> Records from a dataset:

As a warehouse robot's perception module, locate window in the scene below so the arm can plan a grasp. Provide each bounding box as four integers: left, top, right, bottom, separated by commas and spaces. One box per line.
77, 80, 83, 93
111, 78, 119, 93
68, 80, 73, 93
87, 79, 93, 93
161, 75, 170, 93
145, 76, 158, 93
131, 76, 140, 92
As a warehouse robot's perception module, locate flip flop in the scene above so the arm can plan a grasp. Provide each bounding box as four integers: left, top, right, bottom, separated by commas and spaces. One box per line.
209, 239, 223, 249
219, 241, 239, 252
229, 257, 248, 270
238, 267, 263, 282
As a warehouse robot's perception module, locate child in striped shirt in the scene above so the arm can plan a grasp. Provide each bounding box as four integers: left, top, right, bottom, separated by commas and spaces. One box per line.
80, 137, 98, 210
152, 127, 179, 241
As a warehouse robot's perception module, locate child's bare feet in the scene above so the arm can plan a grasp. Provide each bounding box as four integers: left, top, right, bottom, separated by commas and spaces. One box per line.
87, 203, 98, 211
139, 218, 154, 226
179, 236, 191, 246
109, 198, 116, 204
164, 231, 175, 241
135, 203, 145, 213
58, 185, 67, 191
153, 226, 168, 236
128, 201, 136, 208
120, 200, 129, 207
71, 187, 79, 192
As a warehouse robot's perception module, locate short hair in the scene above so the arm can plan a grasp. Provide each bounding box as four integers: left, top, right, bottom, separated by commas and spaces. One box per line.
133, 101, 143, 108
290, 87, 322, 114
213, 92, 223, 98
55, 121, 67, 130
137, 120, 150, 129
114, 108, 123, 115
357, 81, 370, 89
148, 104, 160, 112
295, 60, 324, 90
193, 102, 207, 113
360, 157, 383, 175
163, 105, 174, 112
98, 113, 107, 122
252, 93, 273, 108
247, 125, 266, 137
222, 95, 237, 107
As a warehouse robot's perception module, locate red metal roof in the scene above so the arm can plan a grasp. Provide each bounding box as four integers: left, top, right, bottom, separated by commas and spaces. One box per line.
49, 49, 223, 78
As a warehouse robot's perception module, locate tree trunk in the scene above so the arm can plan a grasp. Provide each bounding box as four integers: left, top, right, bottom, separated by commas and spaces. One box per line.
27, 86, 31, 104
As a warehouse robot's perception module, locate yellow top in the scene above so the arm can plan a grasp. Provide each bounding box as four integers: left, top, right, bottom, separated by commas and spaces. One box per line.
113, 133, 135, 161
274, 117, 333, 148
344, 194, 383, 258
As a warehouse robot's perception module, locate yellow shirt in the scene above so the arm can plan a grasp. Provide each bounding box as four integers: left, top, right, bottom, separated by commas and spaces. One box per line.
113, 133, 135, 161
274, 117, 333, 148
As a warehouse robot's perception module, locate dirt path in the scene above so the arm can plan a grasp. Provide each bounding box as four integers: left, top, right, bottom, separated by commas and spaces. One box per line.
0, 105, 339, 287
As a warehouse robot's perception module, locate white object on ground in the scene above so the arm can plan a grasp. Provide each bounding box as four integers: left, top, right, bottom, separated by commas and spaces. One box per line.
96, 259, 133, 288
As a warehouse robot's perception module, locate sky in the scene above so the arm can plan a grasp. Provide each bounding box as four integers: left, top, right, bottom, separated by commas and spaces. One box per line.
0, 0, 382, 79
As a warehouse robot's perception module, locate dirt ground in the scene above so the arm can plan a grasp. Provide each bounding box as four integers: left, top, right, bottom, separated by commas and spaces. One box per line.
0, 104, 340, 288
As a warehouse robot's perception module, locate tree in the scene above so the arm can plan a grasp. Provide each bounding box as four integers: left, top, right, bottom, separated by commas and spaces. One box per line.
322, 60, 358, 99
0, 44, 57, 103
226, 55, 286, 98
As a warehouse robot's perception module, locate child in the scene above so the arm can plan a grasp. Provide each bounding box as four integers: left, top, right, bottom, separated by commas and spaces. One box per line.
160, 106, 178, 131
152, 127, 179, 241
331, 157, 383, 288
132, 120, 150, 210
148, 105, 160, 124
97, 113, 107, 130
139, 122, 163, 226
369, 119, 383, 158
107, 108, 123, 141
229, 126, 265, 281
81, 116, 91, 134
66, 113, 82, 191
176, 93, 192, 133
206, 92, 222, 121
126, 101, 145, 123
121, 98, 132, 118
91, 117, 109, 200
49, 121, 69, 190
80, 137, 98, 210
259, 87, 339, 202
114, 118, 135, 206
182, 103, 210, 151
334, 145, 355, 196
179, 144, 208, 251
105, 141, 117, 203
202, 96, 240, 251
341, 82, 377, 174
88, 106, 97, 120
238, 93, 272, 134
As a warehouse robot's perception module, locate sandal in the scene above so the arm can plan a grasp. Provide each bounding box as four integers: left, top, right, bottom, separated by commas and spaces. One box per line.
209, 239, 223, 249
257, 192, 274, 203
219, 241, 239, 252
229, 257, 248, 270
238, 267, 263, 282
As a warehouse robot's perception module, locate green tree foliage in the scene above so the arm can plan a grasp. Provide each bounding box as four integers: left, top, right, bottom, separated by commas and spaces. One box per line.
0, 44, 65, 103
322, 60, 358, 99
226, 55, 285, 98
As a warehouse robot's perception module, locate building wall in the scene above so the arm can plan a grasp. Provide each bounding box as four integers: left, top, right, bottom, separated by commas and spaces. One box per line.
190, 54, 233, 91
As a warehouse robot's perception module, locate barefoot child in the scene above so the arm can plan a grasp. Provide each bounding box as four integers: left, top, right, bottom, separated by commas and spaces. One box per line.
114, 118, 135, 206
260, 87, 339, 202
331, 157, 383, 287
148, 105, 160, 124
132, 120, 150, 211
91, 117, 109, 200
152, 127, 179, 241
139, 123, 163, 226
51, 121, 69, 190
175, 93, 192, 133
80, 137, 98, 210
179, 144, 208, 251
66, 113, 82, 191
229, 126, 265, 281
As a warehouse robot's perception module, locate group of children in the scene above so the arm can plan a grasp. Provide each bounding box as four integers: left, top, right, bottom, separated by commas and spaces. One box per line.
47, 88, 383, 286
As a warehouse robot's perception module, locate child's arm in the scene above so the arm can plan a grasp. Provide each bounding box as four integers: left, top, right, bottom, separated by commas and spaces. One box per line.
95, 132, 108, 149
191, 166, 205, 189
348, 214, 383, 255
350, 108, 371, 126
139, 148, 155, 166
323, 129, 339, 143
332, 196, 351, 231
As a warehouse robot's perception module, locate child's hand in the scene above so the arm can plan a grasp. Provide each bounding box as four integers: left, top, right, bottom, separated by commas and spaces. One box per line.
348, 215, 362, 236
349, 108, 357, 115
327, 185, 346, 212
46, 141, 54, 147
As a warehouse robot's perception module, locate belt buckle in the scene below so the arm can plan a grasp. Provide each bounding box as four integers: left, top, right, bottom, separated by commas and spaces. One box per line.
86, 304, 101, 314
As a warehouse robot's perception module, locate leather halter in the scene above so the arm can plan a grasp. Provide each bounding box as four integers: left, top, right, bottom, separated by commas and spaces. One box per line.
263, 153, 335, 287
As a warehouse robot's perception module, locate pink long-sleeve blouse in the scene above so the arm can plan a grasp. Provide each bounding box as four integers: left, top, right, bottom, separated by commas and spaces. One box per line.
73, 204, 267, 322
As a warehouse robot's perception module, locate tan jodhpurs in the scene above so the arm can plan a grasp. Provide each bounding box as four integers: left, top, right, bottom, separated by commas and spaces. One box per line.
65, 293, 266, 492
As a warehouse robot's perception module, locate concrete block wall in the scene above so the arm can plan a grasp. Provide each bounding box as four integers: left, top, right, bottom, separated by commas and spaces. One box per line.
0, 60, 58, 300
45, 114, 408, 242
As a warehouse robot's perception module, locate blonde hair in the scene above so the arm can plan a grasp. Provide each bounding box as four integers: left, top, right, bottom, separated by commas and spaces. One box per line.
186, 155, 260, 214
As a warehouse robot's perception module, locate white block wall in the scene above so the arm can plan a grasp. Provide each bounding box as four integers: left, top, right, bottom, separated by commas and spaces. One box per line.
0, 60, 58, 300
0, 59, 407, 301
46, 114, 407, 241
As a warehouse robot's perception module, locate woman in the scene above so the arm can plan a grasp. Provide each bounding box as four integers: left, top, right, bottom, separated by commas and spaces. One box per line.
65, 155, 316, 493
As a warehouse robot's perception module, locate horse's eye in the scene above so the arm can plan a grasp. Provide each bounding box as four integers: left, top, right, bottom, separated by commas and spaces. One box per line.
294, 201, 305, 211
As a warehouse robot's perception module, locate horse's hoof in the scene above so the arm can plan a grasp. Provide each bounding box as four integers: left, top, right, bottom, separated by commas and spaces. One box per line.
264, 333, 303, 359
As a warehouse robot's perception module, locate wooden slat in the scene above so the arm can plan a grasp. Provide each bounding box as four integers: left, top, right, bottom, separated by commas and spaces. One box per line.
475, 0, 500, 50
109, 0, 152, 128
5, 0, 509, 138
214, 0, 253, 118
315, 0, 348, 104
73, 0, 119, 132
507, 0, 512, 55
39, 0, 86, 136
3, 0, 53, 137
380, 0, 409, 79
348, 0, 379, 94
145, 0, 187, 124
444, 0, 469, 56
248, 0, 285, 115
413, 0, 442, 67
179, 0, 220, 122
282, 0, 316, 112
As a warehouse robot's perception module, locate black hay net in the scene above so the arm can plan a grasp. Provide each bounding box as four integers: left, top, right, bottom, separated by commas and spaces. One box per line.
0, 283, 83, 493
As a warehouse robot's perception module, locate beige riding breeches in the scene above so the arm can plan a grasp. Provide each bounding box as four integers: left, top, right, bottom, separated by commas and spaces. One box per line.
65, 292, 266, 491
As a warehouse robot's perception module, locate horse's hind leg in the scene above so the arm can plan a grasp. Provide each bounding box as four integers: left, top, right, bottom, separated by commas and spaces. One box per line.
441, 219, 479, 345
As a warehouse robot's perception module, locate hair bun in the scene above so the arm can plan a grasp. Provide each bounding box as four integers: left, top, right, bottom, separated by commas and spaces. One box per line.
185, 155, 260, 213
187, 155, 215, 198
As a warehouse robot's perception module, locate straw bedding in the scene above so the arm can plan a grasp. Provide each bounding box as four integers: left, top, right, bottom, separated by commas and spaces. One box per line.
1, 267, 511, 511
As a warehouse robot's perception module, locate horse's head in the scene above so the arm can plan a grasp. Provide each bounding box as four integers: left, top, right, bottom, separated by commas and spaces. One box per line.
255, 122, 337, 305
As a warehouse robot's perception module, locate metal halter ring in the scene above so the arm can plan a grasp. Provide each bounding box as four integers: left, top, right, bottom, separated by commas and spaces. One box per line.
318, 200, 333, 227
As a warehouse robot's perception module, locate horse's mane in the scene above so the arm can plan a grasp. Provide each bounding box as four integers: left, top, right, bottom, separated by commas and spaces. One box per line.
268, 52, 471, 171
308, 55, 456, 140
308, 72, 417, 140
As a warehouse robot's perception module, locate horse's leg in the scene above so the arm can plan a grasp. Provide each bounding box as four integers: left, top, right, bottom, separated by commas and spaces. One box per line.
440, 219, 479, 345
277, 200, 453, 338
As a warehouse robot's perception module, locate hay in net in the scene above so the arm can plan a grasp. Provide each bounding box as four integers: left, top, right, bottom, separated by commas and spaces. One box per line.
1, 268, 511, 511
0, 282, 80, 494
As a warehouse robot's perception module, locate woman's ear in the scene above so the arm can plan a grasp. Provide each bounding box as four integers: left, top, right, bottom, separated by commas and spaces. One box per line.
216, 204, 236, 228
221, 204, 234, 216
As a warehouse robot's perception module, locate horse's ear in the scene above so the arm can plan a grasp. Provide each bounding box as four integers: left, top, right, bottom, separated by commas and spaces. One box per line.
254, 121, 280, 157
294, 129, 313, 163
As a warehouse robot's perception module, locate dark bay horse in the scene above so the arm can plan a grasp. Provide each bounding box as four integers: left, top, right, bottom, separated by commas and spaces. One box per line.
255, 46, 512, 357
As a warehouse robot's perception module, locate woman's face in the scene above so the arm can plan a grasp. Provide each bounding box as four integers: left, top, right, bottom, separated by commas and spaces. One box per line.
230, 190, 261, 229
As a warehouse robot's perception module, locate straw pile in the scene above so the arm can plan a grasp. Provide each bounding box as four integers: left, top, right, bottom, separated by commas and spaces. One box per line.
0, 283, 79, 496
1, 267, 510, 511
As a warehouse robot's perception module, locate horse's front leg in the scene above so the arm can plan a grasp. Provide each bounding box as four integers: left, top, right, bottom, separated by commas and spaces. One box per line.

> Goal of the exercise: Reproduce without change every line of the entries above, from the one containing "As a warehouse robot's perception module, locate straw pile" through the last.

> Result of the exercise:
As a warehouse robot's perception module, locate straw pile in the scene above so the arm can plan a grasp. Provide each bounding box as four integers: left, top, right, bottom, separated by commas and spaces. One box per line.
0, 283, 79, 496
1, 267, 510, 511
As a warehouse robot's perception module, locate horse's front leg in the scene above so the arm can plan a grasp. Provide each bounding box as four integers: left, top, right, bottom, separated by commas and spaces. One box per line.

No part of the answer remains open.